### Your objective
Apart from the pictures, write out the records that follow exactly.

### Dataset extract
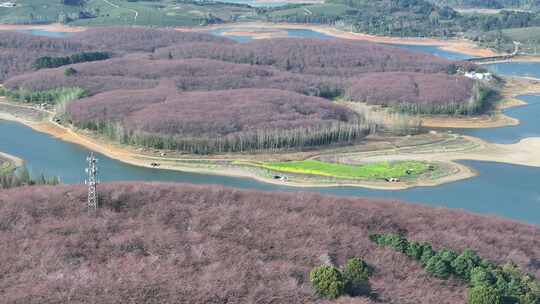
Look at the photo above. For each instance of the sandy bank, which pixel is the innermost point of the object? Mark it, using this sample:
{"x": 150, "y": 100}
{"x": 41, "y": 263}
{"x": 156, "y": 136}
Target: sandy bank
{"x": 12, "y": 159}
{"x": 454, "y": 45}
{"x": 522, "y": 155}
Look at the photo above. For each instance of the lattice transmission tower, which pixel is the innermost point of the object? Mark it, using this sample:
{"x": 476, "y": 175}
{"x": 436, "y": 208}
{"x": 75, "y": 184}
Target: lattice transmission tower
{"x": 92, "y": 182}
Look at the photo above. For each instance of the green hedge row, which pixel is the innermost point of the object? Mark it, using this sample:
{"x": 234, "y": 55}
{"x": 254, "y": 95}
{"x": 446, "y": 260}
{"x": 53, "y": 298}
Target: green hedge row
{"x": 489, "y": 283}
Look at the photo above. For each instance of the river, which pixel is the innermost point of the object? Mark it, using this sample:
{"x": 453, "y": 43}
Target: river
{"x": 505, "y": 190}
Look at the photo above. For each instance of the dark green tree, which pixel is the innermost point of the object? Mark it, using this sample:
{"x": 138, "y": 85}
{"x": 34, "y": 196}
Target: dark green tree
{"x": 439, "y": 267}
{"x": 427, "y": 254}
{"x": 414, "y": 250}
{"x": 356, "y": 274}
{"x": 481, "y": 276}
{"x": 484, "y": 295}
{"x": 464, "y": 263}
{"x": 327, "y": 281}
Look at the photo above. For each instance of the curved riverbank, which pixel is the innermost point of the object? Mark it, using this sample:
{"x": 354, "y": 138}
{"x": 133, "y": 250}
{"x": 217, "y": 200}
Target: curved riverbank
{"x": 471, "y": 149}
{"x": 455, "y": 45}
{"x": 14, "y": 160}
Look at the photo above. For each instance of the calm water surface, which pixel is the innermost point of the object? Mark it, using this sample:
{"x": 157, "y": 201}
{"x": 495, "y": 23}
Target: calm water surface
{"x": 506, "y": 190}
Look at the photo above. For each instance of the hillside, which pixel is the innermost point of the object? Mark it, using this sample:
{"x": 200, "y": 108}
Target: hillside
{"x": 199, "y": 93}
{"x": 165, "y": 243}
{"x": 162, "y": 13}
{"x": 494, "y": 4}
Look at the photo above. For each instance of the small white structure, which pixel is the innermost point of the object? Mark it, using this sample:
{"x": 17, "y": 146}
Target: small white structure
{"x": 479, "y": 76}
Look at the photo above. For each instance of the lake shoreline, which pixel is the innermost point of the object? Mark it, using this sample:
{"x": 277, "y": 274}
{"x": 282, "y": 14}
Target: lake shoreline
{"x": 487, "y": 152}
{"x": 454, "y": 45}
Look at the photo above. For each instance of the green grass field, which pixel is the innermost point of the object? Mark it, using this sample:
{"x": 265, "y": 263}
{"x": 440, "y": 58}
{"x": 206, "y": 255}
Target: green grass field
{"x": 122, "y": 12}
{"x": 318, "y": 10}
{"x": 379, "y": 170}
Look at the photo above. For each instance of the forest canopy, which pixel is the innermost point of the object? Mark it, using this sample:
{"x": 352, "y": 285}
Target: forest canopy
{"x": 211, "y": 244}
{"x": 204, "y": 94}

### Solution to this task
Look at the photo above. For each instance of the sandy bank, which pixel is the innermost point of the object? Mark it, using this sample:
{"x": 150, "y": 100}
{"x": 41, "y": 263}
{"x": 156, "y": 136}
Target: sandy bank
{"x": 12, "y": 159}
{"x": 454, "y": 45}
{"x": 522, "y": 155}
Look at the photo above. For each instance of the lattice transmission tower, which pixel is the innermost point of the object? Mark it, using this sample:
{"x": 476, "y": 175}
{"x": 436, "y": 208}
{"x": 75, "y": 184}
Target: lattice transmission tower
{"x": 92, "y": 182}
Look at the photo above. For each instance of the green hedge row, which pixel is the innermost point of the object? Mark it, using this sample:
{"x": 234, "y": 55}
{"x": 254, "y": 95}
{"x": 446, "y": 260}
{"x": 53, "y": 298}
Target: green hedge row
{"x": 489, "y": 283}
Look at the photo above. For each instance of the river, which pixel is the innermost point of the object? Mark it, using this sample:
{"x": 453, "y": 43}
Target: river
{"x": 505, "y": 190}
Look at the photo above. For each instance of the dark green tree, which pixel is the innermost point of the object? Mark it, using this sample:
{"x": 138, "y": 85}
{"x": 34, "y": 196}
Target: dark green tree
{"x": 439, "y": 267}
{"x": 427, "y": 254}
{"x": 414, "y": 250}
{"x": 356, "y": 274}
{"x": 481, "y": 276}
{"x": 484, "y": 295}
{"x": 464, "y": 263}
{"x": 327, "y": 281}
Look at the photo above. For each instance of the curved riverbank, which pixel is the innermost point of the object? Mark it, using this sample:
{"x": 354, "y": 138}
{"x": 133, "y": 250}
{"x": 217, "y": 200}
Target: curved riverbank
{"x": 471, "y": 149}
{"x": 455, "y": 45}
{"x": 14, "y": 160}
Look at the photo above. For each instance of the calm water surface, which pixel is the innermost point of the object? Mark it, using this sample:
{"x": 157, "y": 201}
{"x": 495, "y": 23}
Target: calm water surface
{"x": 506, "y": 190}
Look at the photo above. For each instance of the hillside, which pixel is the innermost point of the object? Mark it, using this sample:
{"x": 200, "y": 108}
Target: hillside
{"x": 199, "y": 93}
{"x": 165, "y": 243}
{"x": 162, "y": 13}
{"x": 494, "y": 4}
Look at the photo above. For each instance of the small white structure, which pixel is the innermost point of the object? Mark it, using this sample:
{"x": 17, "y": 146}
Target: small white structure
{"x": 479, "y": 76}
Look at the photo above. For each instance of the lake shoreline, which pixel is the innermost point of the object? Mark it, using this sample:
{"x": 277, "y": 274}
{"x": 282, "y": 14}
Target: lake shoreline
{"x": 487, "y": 152}
{"x": 454, "y": 45}
Look at the photo above. For each instance of the green grass field, which pixel is the innermost point of the object? Mark it, using this sample:
{"x": 265, "y": 263}
{"x": 440, "y": 58}
{"x": 206, "y": 255}
Target: green grass field
{"x": 122, "y": 12}
{"x": 318, "y": 10}
{"x": 379, "y": 170}
Look at the photo above. For each instance of the forest canopy, which pixel is the innermost point of the object? Mark it, using this sample:
{"x": 352, "y": 285}
Target: forest canopy
{"x": 211, "y": 244}
{"x": 204, "y": 94}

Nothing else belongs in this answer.